_Assignment 1:_
Answer these questions using the cryptography text:
(a) Which two protocols can browsers use to exchange a key?
(b) Which bitstream generator is named as currently in use?
(c) What source supplied the English and German profiles?
_Assignment 2:_ Continue the cryptography text, beginning after its final sentence.

_Text:_

^^^^^^^^^^^^^^^^

I reminded people that a recent Rutgers graduate working at the NSA would be discussing her work Friday, and invited them to come. (None of the students did attend, actually.)

Then I outlined how browsers work when asked to exchange information securely: they exchange a key via an RSA or Diffie-Hellman protocol, and then they use common bitstream generators on each side to xor information that passes back and forth. Key exchange is sometimes quite slow. The bitstream generators are much faster. The use of the latter is as much a matter of psychology and convenience -- if people wait too long, they are not likely to use the facility.

One bitstream generator in current use is RC4. A consequence is worry about how "random" the pseudorandom bitstream given by RC4 is. People have critiqued its behavior a great deal. Marked deviations from statistically random behavior could be horrible in practice: easily exploited. But bitstream generators are quite fast. Since I did not discuss or allude to shift registers, specific discussion of the workings of bitstream generators might have been difficult. I did remark, however, that in reality "depths" with RC4 can occur, and leave communication rather insecure.

I also showed students profiles for English and German (source: Bauer, Decrypted Secrets): letter frequencies, digram (double letter) frequencies, and even trigram frequencies. Again, any roughness in distribution could be used to help decrypt bitstreams, as in the homework. Why were these tables laboriously compiled? Can one use such statistics to trace the evolution of a language?

^^^^^^^^^^^^^^^^

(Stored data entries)
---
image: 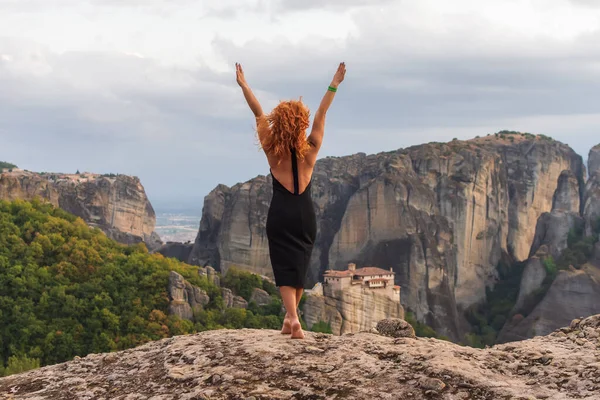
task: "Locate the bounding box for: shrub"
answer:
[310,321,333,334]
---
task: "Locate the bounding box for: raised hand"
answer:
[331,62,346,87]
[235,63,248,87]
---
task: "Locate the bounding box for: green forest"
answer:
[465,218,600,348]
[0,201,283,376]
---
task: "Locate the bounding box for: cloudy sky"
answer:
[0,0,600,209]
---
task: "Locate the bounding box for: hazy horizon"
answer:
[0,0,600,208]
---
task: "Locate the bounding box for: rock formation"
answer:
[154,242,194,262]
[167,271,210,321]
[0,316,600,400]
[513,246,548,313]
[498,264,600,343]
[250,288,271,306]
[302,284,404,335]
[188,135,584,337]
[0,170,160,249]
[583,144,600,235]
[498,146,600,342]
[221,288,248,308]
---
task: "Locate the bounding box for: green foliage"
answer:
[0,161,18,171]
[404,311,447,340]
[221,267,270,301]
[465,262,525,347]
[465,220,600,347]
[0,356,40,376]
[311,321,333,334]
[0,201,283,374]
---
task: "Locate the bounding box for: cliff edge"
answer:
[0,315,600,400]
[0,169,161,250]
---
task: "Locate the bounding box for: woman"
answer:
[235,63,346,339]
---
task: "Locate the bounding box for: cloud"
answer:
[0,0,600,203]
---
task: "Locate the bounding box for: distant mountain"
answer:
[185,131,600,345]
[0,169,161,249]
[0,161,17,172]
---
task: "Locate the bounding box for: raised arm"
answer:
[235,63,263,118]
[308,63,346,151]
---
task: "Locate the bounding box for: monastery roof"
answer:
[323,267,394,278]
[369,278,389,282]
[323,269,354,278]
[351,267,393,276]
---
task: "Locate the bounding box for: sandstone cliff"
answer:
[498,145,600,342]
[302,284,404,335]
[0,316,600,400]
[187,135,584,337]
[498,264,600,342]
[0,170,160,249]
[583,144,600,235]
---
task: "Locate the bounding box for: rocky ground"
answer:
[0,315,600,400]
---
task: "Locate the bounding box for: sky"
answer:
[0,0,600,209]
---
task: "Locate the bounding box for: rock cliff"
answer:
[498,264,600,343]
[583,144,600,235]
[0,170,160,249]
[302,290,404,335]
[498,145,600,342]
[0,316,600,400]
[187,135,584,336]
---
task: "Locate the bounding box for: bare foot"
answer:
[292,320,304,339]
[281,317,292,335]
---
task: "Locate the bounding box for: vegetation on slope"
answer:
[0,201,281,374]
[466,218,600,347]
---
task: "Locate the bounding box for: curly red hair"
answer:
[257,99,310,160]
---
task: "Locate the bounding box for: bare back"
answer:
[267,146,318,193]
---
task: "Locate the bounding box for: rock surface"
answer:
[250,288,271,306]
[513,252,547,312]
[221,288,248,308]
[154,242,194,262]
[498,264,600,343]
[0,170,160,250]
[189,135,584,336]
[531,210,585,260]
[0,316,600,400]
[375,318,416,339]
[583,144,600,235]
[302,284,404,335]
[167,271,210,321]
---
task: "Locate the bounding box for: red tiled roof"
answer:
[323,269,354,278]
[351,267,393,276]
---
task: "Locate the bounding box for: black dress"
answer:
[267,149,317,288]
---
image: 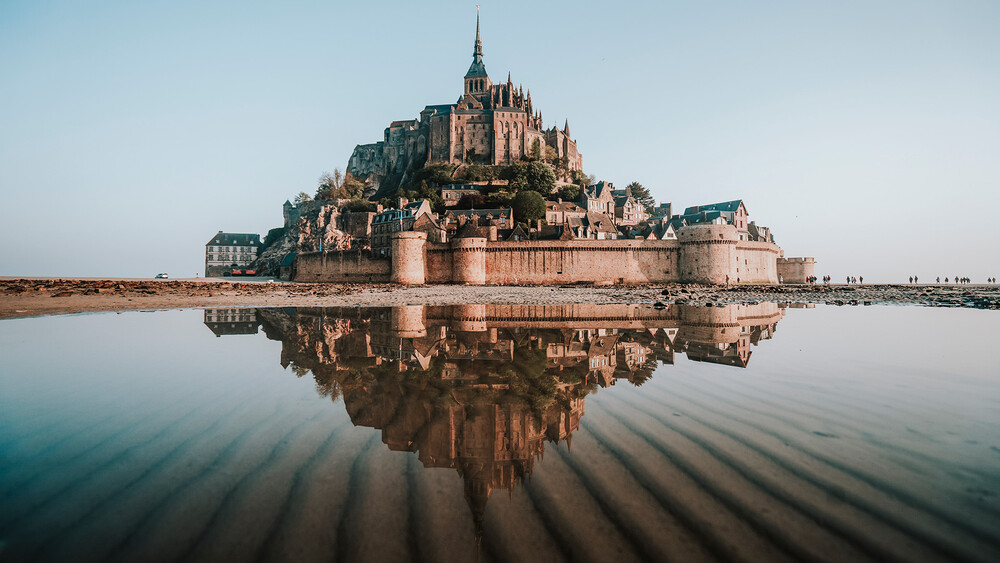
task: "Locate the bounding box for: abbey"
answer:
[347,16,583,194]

^^^^^^^^^^^^^^^^

_Response area 1:_
(a) RSA or Diffie-Hellman
(b) RC4
(c) Bauer, Decrypted Secrets

_Response area 2:_
I mentioned that we would go away from crypto for a bit: "Trust me" -- I wanted to discuss how to authenticate a computation.

I wrote a fairly large multiplication (12 digits by 5 digits) and as answer I wrote, first, a very small number. I asked if that was correct and was told it was too small. I wrote a very long (many, many digits) answer, and was told it was too large. Then I wrote what I told them was almost the correct answer, and asked how we could check if it was correct. This answer had the wrong parity (last digit odd when it should have been even or something). Then I got the correct last and first digits and gave another answer whose correctness I questioned. It turned out almost no student in the class had heard of "casting out 9's". I described the method, using the fact that 10 mod 9 is 9+1 mod 9 is 1 mod 9, so 10n mod 9 is just 1. This I applied concretely to a 4 digit number to get another, smaller number which had the same remainder when divided by 9. I used casting out 9's to show that my suggested answer was incorrect/invalid. The computation was false, without doing a substantial amount of work. I talked a bit about the history of casting out 9's (it is many centuries old) and about the logic of using it (it could only be used to truly find errors but could diagnose false positives). I asked if there were any other numbers linked to 10 which I could use in checking computations. 11 was suggested. Since 10 mod 11 is 11-1 which is -1 mod 11, apparently to get remainders mod 11 I should alternately add and subtract digits. Thus another check of "authenticity" of the arithmetic computation could be made.

I remarked that we now could tell about 1 digit errors (casting out 9's would detect this) and transpositions (interchanging adjoining non-identical digits -- detectable by casting out 11's). A more elaborate scheme might allow both kinds (both common kinds!) of error detection. I gave out 4 copied pages (the ISBN section) of Codes Galore by J. Malkevich, G. Froelich, and D. Froelich. ISBN numbers (a variant of casting out 11's) are explained well there. I tried to verify the ISBN number of a book a student had.

I handed out a homework assignment [PDF|PS|TeX] .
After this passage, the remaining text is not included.